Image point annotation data
[Start]
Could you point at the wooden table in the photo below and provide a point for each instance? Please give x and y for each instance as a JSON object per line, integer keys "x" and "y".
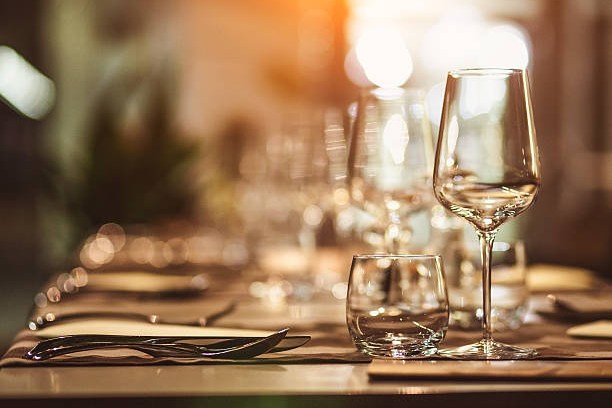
{"x": 265, "y": 385}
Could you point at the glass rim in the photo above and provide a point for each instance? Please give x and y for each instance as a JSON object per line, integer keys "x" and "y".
{"x": 476, "y": 72}
{"x": 397, "y": 256}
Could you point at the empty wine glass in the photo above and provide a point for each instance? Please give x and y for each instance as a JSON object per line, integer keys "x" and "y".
{"x": 390, "y": 160}
{"x": 487, "y": 170}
[End]
- Do this -
Rewrite all of the data above as a numbered list, skipping blank lines and leaving out the pictures.

- Complete output -
1. Could you point at the wooden table in the photo below and provide a point for each instance? Please give x and y for each instance as a JSON object per line, integer keys "x" and "y".
2. {"x": 265, "y": 385}
3. Could you point at the glass rim in the photo above and provide a point for each instance? Please give x and y for each instance as a JSON object per line, integer keys "x" and "y".
4. {"x": 476, "y": 72}
5. {"x": 397, "y": 256}
6. Could you point at the empty wine glass in the photo above and provide a point for each instance? Please give x and y for each instance as a JSON object per line, integer keys "x" and "y".
7. {"x": 390, "y": 160}
8. {"x": 487, "y": 170}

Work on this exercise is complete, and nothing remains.